Task instructions:
Turn the lines from the one containing "Drop one marker on each instance of the chair leg" through the one containing "[[203, 107], [71, 194]]", both ends included, into a JSON list of strings, one string per line, leaving out any blank lines.

The data:
####################
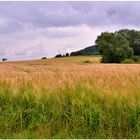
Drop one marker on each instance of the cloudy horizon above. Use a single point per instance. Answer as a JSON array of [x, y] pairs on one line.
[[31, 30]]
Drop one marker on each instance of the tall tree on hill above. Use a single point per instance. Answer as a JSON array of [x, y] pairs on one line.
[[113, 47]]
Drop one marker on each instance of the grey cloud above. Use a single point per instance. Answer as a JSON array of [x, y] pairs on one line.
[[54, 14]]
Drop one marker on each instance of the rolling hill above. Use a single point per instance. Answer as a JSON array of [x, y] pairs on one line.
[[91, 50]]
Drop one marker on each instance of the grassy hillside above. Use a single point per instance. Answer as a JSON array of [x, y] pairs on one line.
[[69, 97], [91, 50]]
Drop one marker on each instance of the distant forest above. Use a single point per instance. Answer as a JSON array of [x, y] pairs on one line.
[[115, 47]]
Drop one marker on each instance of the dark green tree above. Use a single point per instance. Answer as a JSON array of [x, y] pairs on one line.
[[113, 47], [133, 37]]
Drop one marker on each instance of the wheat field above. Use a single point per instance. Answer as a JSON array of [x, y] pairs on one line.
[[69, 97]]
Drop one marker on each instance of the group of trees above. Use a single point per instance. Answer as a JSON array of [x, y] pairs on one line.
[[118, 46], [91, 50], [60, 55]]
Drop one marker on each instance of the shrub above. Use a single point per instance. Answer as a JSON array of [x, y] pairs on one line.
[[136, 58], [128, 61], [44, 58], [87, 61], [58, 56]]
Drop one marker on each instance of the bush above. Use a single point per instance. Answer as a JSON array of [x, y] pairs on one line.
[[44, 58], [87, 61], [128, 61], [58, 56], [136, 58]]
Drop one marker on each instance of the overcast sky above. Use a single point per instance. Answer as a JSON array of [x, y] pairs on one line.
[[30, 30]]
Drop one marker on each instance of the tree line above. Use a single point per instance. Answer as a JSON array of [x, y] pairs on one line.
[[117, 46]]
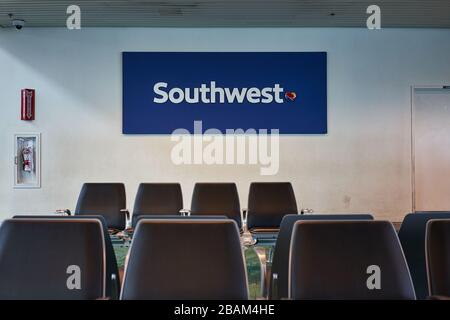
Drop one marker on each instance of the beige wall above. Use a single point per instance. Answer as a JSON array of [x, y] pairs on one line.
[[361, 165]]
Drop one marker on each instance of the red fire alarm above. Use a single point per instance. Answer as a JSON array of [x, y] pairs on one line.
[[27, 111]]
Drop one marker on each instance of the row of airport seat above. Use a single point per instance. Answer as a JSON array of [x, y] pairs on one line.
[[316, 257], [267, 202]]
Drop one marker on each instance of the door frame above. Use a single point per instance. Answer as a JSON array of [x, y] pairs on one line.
####################
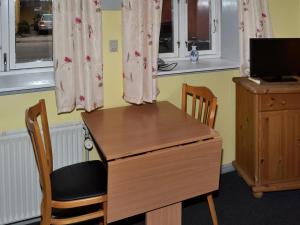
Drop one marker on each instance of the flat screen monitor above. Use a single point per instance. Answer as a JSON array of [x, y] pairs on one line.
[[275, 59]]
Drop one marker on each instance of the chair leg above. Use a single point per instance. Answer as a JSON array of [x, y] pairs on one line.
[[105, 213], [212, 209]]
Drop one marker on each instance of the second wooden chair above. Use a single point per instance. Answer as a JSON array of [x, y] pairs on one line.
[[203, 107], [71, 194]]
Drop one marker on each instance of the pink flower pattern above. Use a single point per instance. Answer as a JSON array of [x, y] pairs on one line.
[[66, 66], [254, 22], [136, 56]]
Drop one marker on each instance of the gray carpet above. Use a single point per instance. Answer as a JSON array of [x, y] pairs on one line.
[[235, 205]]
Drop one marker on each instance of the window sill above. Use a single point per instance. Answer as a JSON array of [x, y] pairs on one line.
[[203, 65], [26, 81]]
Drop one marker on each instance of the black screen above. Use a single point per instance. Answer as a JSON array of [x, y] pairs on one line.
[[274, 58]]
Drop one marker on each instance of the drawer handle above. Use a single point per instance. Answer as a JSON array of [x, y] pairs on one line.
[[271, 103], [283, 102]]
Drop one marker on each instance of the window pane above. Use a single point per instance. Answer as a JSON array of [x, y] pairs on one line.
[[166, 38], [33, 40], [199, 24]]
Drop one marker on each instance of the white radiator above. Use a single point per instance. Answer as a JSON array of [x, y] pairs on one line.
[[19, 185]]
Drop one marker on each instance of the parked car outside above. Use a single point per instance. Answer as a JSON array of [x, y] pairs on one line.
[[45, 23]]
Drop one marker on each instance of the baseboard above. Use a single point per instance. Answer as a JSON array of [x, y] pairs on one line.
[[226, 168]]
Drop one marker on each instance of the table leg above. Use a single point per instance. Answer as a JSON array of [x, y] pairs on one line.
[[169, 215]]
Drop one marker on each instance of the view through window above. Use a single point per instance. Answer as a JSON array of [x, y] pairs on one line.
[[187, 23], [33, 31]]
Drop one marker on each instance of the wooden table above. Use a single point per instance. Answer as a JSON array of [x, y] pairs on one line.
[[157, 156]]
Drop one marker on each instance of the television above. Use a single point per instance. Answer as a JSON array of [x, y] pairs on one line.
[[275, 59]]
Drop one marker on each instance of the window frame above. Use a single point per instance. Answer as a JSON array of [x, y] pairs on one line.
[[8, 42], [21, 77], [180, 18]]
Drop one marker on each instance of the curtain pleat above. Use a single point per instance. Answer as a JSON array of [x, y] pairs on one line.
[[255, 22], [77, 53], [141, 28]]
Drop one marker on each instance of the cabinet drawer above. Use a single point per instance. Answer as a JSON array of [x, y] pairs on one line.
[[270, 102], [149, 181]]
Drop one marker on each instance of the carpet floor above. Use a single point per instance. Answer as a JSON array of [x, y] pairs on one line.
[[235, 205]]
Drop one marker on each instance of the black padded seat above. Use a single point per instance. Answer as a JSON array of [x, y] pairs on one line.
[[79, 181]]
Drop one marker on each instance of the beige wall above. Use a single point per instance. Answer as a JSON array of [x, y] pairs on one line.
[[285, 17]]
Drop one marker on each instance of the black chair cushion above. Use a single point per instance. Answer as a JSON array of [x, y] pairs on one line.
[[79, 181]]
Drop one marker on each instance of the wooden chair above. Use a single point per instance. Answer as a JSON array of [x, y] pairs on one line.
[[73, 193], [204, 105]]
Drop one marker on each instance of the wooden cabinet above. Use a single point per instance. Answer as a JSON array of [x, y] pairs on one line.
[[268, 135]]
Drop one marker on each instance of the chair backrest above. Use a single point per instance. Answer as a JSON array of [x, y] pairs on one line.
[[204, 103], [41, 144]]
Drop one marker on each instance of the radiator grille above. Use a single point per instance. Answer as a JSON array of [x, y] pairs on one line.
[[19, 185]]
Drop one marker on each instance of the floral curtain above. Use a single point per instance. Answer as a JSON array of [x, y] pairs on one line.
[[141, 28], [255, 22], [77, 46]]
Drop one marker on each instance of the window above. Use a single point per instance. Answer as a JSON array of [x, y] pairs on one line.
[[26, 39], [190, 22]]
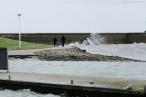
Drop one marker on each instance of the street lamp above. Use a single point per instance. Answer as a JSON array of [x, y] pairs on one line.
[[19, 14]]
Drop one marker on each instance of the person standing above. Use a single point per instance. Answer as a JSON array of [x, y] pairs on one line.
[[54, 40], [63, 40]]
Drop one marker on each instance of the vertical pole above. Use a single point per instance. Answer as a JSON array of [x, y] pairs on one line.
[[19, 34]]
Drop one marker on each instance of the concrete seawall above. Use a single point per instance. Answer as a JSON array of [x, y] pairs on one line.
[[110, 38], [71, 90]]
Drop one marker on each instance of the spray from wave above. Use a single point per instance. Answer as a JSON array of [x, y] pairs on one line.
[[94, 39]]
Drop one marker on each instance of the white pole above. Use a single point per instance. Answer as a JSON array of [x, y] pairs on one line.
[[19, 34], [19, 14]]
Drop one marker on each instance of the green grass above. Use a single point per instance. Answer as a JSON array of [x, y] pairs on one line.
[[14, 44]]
####################
Exercise result:
[
  "Drop one marker on each instance of the chair leg above. Use a single point per instance. Answer as a JSON array of [x, y] pairs on one line.",
  "[[105, 213], [212, 209]]",
  "Drop one marker on each instance of the second wooden chair above. Use a single point per instance. Answer as a JSON array of [x, y] pairs on one line.",
  "[[203, 107], [71, 194]]"
]